What you should do:
Repeat the full listing, word for word.

(Location labeling records)

>>>

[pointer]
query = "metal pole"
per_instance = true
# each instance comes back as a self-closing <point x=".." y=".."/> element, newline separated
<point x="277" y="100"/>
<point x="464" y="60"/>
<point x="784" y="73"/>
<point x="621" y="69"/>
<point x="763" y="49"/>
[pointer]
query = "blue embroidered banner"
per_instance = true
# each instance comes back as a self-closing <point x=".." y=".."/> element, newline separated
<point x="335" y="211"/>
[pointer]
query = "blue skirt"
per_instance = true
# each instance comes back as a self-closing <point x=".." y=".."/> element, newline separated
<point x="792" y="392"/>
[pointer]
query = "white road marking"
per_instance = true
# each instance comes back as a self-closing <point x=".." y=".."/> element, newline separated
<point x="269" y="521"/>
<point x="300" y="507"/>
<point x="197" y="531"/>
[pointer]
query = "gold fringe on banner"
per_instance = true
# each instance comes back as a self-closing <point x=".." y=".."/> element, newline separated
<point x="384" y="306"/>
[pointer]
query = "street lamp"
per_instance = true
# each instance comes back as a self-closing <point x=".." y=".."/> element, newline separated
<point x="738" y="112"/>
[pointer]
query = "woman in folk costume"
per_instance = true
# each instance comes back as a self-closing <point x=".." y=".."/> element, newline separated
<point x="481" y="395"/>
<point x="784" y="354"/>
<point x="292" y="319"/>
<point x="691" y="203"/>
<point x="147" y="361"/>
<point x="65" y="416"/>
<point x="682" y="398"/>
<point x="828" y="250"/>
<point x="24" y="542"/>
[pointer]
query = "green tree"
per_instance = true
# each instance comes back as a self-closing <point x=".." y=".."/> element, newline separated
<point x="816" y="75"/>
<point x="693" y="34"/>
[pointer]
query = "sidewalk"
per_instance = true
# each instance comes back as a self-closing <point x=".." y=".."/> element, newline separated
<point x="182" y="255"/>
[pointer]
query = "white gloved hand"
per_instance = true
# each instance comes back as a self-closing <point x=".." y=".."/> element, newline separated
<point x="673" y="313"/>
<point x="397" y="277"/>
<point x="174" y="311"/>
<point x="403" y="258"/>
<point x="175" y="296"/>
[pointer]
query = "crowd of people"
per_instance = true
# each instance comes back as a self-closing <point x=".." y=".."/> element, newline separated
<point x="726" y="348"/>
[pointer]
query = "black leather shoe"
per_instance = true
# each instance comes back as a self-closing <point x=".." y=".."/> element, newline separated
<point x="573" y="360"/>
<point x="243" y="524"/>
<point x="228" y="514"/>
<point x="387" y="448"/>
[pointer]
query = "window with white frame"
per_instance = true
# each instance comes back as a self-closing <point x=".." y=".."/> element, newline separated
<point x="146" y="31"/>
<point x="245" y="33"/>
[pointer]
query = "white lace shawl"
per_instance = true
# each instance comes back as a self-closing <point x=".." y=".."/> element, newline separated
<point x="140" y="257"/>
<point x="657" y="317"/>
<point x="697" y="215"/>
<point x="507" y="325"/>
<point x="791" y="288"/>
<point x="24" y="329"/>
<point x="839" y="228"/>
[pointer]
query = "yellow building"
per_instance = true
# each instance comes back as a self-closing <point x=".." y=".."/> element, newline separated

<<<

Result of the exercise:
[pointer]
query = "metal pole"
per_instance = true
# each instance comes back as a self-closing <point x=".." y=".."/> element, newline separated
<point x="277" y="100"/>
<point x="464" y="60"/>
<point x="784" y="73"/>
<point x="621" y="69"/>
<point x="763" y="49"/>
[pointer]
query = "blue embroidered banner"
per_instance = true
# each instance comes back as a self-closing <point x=".." y=".."/> element, newline separated
<point x="335" y="211"/>
[pointer]
query = "blue skirt"
per_instance = true
# each instance comes back as a self-closing <point x=".." y=".."/> element, newline separated
<point x="792" y="392"/>
[pointer]
query = "white road marking"
per_instance = true
# each instance comes back as a self-closing <point x=".." y=".."/> element, newline separated
<point x="269" y="521"/>
<point x="300" y="507"/>
<point x="197" y="531"/>
[pointer]
query = "gold fringe on banner"
per_instance = true
# each instance comes back as a self-closing <point x=".." y=".."/> element, newline separated
<point x="384" y="306"/>
[pointer]
query = "street lamp"
per_instance = true
# each instance comes back as a self-closing <point x=".." y=".."/> element, newline separated
<point x="738" y="112"/>
[pointer]
query = "woman in folk costume"
per_instance = true
# each instance comes back as a self-closing <point x=".." y=".."/> element, newline separated
<point x="481" y="395"/>
<point x="784" y="354"/>
<point x="292" y="319"/>
<point x="691" y="203"/>
<point x="147" y="361"/>
<point x="65" y="416"/>
<point x="682" y="398"/>
<point x="828" y="250"/>
<point x="24" y="542"/>
[pointer]
query = "green tree"
per_instance = true
# each instance comes back as a self-closing <point x=".." y=".."/> element, newline separated
<point x="816" y="75"/>
<point x="693" y="34"/>
[pointer]
query = "sidewalk"
per_instance = true
# each instance comes back as a self-closing <point x=".." y=".."/> element, newline separated
<point x="182" y="255"/>
[pointer]
query = "white gloved hand"
per_instance = true
# each instance comes back as a self-closing <point x=".." y=".."/> element, newline separated
<point x="673" y="313"/>
<point x="397" y="277"/>
<point x="174" y="311"/>
<point x="403" y="258"/>
<point x="175" y="296"/>
[pointer]
query = "crowd of people"
per_instance = true
# each instance comes back as a self-closing <point x=".." y=".."/> element, newline separated
<point x="726" y="348"/>
[pointer]
query = "black leather shoe"
per_instance = true
# each instance comes back as a self-closing <point x=".." y=".."/> element, newline separated
<point x="573" y="360"/>
<point x="243" y="524"/>
<point x="228" y="514"/>
<point x="387" y="448"/>
[pointer]
query = "window with white frame"
per_instance = true
# each instance comes back as a self-closing <point x=".." y=".."/> element, newline separated
<point x="146" y="31"/>
<point x="245" y="33"/>
[pointer]
query = "white lace shawl"
per_instance = true
# each instance comes back as a self-closing <point x=".." y=".."/> element, newline separated
<point x="140" y="257"/>
<point x="657" y="317"/>
<point x="697" y="215"/>
<point x="507" y="325"/>
<point x="791" y="288"/>
<point x="24" y="329"/>
<point x="839" y="228"/>
[pointer]
query = "yellow building"
per_instance = true
# each instance comes back as a self-closing <point x=".." y=".."/> element, newline separated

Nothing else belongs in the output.